___ Data ___

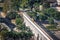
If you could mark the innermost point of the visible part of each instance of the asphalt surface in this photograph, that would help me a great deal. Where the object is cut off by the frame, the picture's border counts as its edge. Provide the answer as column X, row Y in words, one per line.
column 7, row 22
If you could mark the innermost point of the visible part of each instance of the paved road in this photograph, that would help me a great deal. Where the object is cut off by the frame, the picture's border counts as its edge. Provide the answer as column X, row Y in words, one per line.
column 36, row 27
column 7, row 22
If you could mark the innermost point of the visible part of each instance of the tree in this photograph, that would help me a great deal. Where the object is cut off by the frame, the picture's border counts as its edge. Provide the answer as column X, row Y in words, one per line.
column 51, row 21
column 12, row 15
column 15, row 4
column 19, row 21
column 50, row 12
column 6, row 6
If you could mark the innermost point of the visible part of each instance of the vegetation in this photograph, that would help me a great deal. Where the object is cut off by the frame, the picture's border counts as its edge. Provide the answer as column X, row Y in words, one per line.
column 12, row 15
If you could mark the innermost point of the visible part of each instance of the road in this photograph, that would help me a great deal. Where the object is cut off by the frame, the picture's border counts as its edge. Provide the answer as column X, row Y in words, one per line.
column 37, row 30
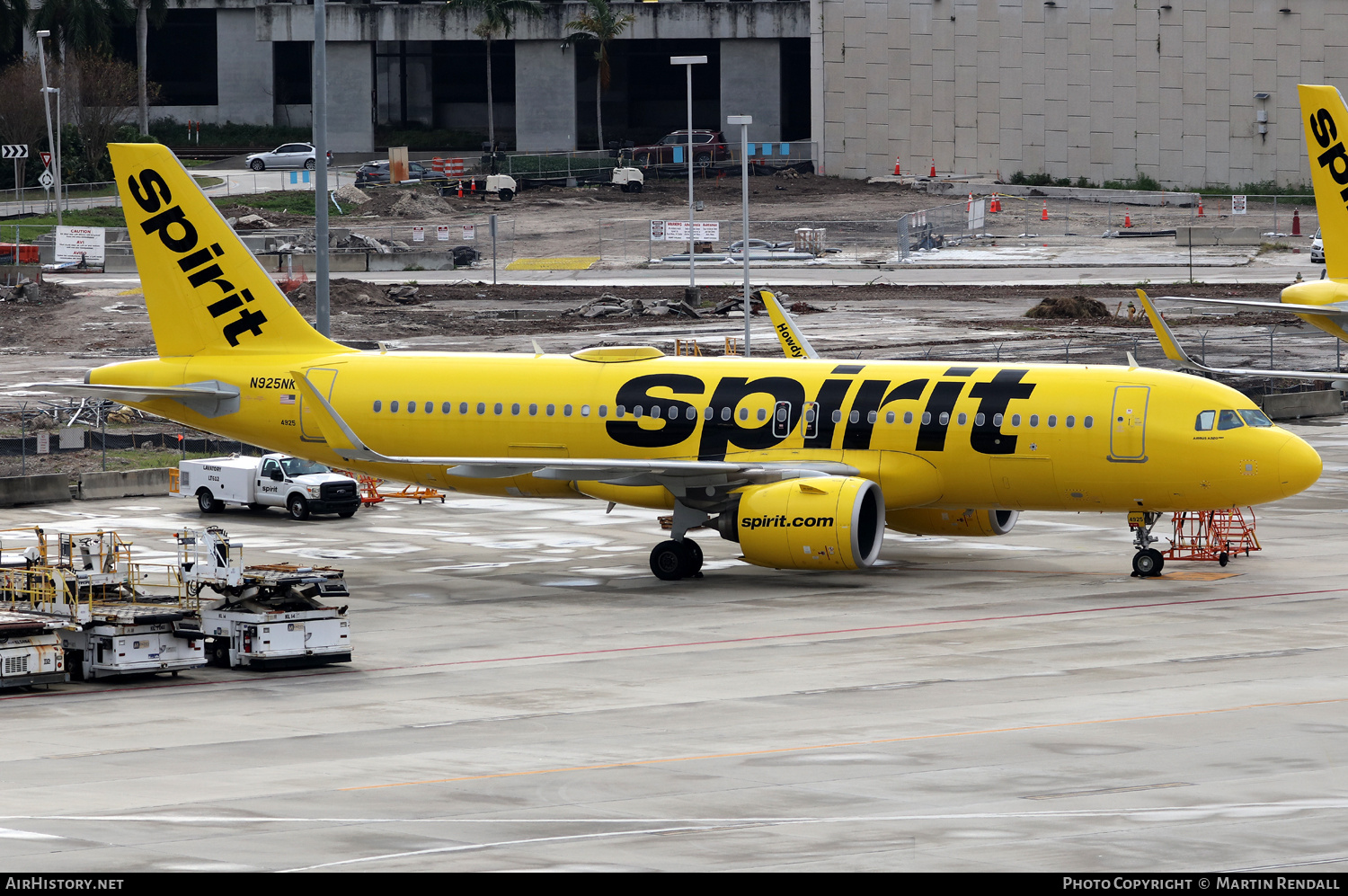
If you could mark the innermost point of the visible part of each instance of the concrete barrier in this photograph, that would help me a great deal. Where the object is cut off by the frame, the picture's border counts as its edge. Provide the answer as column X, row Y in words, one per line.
column 1289, row 406
column 124, row 483
column 34, row 489
column 1219, row 236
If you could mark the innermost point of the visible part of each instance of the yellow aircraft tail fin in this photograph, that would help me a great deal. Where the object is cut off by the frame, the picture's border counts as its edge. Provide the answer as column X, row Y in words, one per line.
column 204, row 290
column 1326, row 119
column 793, row 342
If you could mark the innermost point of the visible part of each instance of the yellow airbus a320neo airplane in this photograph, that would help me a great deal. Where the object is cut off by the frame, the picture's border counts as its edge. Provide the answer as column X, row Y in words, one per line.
column 803, row 462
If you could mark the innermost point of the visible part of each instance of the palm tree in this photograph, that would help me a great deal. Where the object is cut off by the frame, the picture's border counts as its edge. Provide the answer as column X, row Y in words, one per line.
column 603, row 24
column 147, row 11
column 498, row 21
column 80, row 24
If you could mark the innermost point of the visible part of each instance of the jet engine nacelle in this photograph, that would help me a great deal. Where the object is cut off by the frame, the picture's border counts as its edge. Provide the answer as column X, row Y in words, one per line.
column 932, row 520
column 817, row 523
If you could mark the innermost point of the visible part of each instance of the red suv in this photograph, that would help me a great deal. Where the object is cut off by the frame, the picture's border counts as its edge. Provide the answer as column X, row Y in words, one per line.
column 708, row 148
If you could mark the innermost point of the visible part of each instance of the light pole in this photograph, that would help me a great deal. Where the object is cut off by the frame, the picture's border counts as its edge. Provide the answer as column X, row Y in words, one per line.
column 744, row 121
column 323, row 307
column 692, row 274
column 46, row 104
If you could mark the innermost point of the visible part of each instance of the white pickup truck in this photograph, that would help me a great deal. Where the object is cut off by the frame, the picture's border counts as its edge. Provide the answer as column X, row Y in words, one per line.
column 271, row 480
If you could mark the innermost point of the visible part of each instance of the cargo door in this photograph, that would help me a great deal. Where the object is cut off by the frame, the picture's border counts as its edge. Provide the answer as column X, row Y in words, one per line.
column 1129, row 425
column 324, row 380
column 1024, row 481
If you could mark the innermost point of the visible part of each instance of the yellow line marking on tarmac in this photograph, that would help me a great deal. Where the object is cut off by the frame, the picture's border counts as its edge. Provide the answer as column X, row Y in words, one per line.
column 865, row 742
column 553, row 264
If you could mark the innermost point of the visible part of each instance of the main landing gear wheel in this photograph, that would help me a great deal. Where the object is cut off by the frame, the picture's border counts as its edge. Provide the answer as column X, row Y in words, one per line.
column 1148, row 563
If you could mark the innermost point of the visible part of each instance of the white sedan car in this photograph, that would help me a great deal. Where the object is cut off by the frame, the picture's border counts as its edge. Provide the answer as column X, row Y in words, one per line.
column 290, row 155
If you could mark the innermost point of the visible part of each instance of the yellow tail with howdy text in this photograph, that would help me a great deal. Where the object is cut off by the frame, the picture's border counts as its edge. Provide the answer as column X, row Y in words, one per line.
column 1326, row 119
column 204, row 290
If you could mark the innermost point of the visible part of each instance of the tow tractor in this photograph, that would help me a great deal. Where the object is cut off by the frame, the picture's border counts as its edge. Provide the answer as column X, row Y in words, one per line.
column 272, row 616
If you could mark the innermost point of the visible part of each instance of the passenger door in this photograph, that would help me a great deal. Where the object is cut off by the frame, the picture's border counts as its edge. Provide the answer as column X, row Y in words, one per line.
column 1129, row 425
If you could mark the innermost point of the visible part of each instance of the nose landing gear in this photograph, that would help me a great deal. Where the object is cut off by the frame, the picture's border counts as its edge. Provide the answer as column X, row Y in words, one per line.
column 1148, row 562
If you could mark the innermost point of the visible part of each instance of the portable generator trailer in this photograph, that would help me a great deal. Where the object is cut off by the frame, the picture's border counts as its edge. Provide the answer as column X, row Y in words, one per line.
column 271, row 616
column 30, row 648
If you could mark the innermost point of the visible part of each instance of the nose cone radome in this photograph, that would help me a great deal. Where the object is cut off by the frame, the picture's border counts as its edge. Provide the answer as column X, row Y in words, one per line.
column 1299, row 466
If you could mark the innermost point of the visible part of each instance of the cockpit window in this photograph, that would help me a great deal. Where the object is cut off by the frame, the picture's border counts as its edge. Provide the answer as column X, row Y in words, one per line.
column 1255, row 417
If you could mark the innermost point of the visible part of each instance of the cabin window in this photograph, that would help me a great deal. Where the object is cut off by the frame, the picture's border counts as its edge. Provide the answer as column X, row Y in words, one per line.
column 1254, row 418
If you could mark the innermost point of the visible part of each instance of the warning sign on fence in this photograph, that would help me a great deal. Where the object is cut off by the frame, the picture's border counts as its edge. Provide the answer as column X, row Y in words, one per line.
column 703, row 231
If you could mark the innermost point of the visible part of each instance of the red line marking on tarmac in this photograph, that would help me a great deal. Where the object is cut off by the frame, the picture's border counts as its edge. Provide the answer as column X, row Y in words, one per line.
column 708, row 643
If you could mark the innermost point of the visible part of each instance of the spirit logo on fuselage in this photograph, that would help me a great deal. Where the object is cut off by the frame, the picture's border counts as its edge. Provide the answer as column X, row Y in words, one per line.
column 180, row 236
column 676, row 420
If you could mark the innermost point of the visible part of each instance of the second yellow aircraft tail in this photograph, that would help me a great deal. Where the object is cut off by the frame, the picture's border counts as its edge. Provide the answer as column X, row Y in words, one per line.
column 204, row 290
column 1326, row 120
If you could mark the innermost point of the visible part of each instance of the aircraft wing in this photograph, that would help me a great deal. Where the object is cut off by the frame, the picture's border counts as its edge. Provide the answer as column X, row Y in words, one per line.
column 793, row 342
column 350, row 447
column 1337, row 309
column 1175, row 353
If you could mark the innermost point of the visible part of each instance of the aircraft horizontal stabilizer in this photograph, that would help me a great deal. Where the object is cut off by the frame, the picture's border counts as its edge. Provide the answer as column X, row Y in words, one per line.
column 210, row 398
column 1336, row 310
column 1175, row 353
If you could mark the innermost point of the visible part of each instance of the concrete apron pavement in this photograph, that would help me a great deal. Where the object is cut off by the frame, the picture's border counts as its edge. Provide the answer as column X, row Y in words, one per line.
column 526, row 696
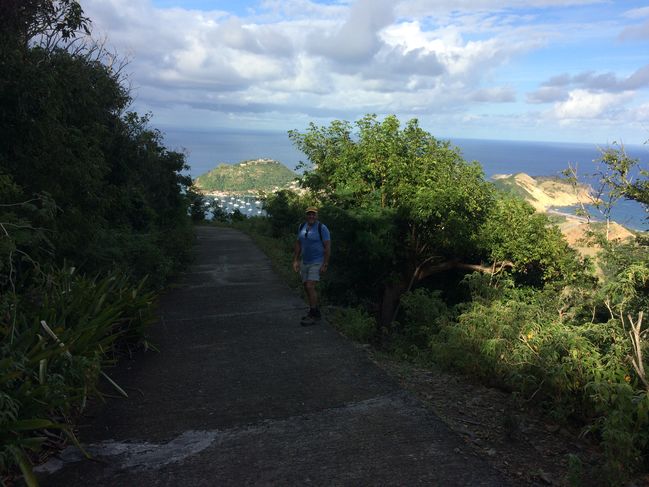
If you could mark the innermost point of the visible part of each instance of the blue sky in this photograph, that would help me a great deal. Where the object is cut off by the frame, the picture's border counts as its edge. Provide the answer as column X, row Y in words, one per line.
column 549, row 70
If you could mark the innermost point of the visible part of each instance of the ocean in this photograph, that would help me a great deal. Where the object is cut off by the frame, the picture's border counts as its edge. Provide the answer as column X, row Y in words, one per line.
column 208, row 149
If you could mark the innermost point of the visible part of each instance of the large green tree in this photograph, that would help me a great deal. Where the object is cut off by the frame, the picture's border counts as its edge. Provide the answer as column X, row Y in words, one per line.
column 438, row 204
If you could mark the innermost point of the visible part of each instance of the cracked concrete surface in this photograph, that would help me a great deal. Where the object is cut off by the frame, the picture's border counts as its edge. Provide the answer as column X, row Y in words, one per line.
column 241, row 394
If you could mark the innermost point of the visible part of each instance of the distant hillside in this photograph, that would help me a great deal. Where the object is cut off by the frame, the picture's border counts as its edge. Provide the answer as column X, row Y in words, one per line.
column 247, row 176
column 542, row 192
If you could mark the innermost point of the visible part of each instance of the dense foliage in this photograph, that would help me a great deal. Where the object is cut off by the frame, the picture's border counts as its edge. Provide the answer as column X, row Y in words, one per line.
column 247, row 176
column 437, row 265
column 93, row 217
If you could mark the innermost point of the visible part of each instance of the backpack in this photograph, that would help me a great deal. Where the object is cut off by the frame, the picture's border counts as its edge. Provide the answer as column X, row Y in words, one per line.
column 319, row 231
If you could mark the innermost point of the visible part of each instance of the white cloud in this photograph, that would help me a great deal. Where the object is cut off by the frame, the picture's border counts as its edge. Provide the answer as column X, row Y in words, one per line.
column 300, row 59
column 583, row 104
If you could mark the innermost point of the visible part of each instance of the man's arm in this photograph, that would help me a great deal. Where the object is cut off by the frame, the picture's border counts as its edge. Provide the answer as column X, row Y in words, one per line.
column 297, row 250
column 327, row 254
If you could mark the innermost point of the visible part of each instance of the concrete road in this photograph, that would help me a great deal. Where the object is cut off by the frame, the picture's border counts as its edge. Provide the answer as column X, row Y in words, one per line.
column 241, row 394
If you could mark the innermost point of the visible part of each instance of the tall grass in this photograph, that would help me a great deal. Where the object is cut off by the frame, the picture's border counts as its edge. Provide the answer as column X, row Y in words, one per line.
column 46, row 380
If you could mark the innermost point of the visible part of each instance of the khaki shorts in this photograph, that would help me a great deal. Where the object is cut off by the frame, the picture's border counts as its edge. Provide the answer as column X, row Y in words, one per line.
column 310, row 272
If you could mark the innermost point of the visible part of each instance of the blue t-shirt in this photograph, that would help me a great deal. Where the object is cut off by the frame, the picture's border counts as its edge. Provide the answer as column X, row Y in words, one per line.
column 312, row 246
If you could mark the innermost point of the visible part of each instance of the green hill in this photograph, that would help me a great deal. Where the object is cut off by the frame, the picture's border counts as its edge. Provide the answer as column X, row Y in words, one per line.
column 246, row 176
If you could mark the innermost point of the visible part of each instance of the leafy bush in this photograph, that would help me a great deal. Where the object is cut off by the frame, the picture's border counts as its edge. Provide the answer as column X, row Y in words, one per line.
column 355, row 323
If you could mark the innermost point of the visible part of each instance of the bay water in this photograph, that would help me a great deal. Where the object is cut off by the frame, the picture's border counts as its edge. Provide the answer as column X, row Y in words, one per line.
column 208, row 149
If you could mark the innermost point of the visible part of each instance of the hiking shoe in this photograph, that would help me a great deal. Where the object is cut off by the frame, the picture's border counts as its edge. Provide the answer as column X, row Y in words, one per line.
column 308, row 320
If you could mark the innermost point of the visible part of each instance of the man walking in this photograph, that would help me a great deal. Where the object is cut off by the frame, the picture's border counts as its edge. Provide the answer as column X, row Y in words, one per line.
column 313, row 244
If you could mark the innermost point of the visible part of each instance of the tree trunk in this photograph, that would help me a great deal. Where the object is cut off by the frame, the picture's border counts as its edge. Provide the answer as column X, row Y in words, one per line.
column 391, row 296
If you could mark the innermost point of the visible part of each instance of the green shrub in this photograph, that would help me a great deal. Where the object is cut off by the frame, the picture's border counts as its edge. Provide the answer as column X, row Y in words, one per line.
column 355, row 323
column 44, row 384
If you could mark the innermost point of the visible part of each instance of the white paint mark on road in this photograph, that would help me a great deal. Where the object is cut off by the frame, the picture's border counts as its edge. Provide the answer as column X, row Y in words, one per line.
column 138, row 455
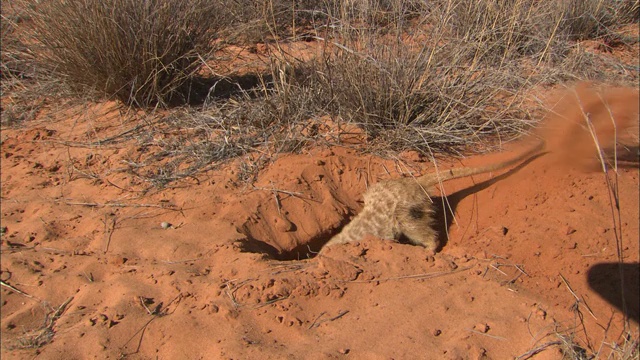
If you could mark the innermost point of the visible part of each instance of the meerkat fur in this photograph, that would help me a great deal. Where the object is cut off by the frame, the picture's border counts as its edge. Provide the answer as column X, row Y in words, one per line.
column 397, row 207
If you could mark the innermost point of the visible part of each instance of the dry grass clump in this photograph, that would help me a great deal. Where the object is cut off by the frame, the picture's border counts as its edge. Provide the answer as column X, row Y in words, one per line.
column 587, row 19
column 142, row 53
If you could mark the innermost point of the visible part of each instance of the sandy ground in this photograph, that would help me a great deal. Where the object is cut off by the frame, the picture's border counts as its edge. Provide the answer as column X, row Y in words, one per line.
column 530, row 260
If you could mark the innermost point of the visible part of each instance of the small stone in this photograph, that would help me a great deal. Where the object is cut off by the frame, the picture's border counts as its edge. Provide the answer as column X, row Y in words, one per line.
column 483, row 328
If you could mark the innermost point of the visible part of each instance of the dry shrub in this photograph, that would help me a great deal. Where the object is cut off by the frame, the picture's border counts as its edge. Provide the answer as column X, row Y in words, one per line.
column 587, row 19
column 142, row 53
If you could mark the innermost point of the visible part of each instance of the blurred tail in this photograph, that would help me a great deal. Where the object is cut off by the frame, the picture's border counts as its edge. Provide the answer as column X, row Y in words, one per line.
column 434, row 178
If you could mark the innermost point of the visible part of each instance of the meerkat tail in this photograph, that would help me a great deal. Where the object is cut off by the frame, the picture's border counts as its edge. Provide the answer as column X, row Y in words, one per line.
column 434, row 178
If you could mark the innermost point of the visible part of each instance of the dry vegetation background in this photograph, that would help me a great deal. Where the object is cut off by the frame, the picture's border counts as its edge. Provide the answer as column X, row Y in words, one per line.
column 202, row 83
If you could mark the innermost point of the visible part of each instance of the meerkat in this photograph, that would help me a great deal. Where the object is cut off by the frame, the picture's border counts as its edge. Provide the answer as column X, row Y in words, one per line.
column 397, row 207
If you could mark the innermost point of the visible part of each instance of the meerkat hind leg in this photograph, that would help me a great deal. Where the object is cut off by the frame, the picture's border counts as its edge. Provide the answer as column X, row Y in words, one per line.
column 417, row 226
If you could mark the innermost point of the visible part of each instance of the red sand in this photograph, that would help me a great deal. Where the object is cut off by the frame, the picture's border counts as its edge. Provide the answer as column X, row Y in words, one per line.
column 224, row 281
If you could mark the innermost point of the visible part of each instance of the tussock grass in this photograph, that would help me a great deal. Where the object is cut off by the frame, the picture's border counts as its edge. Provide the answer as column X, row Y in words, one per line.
column 143, row 53
column 444, row 76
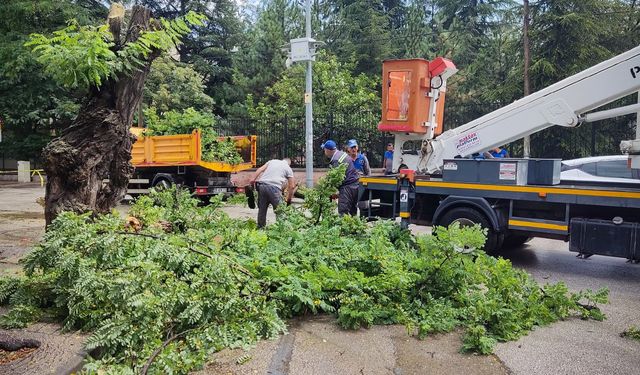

___

**What the exercise asks**.
When you reach the line that contains "the red sand", start reproducing, and continue word for word to the end of the records; skip all pictures.

**Written solution**.
If you could mark the innermost point of the visible part of each instance of the red sand in this photograph, that would help me a great deal. Where the object is cut off by the frame, the picture's border counts as its edge. Provide the answer as column X, row Y in words, one per line.
column 224, row 281
If you could mark the innermost point of the visible part of each instance of the tussock grass in this photograph, that would help me a great deal. Where the object is cut off by the frame, the picture's border counts as its edge. Provide the answer as column X, row Y in words, one per line.
column 143, row 53
column 444, row 76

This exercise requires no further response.